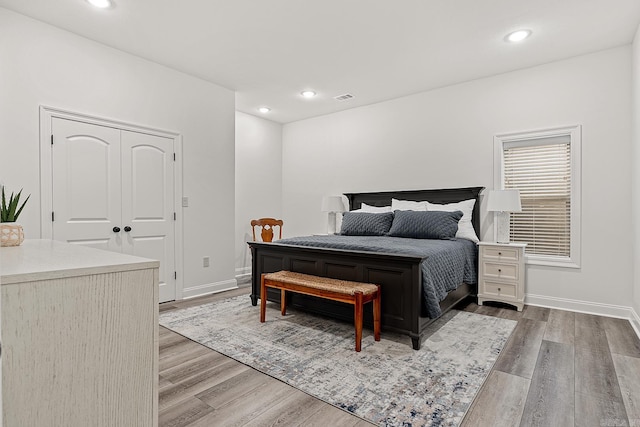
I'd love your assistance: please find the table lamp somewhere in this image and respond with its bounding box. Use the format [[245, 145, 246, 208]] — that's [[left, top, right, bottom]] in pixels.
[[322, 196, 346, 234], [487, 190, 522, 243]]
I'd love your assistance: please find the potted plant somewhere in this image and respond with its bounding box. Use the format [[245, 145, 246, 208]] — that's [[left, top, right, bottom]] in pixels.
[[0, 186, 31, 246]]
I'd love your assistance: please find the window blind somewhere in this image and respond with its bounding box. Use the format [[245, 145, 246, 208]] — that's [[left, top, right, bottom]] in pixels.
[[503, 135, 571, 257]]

━━━━━━━━

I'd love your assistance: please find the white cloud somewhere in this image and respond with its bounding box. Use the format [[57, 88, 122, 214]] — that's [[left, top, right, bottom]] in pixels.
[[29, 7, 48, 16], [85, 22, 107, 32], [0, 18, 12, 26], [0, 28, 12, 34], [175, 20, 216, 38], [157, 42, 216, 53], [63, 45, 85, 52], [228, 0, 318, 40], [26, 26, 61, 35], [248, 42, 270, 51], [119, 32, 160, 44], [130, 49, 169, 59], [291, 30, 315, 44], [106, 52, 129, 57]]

━━━━━━━━

◆ WORK INSTRUCTIONS
Count how many lines in the items above contain the word "table", treating uppercase and lowercase as different, and reply with the number alone.

◆ COMPLETE OUTPUT
1